(Dataset excerpts)
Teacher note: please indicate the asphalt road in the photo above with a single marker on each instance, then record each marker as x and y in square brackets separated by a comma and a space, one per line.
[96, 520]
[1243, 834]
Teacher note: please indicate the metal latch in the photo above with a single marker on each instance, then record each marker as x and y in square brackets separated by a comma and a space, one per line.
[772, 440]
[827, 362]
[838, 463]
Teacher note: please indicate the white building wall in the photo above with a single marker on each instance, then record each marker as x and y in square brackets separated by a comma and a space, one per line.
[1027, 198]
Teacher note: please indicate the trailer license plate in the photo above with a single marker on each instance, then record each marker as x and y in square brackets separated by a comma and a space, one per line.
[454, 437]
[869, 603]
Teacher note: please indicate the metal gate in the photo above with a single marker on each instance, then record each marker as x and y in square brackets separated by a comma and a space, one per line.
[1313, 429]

• What you should do
Your output must contain exactly the lines from the one containing "Teacher note: please indicate the metal gate" to the final line of the data above, and no other text.

• The completed task
Teacher note: please indicate the metal gate in the photo above with a single marker on each instance, then record each marker as x and y in square brackets separated by a comma and a space, one per line.
[1313, 429]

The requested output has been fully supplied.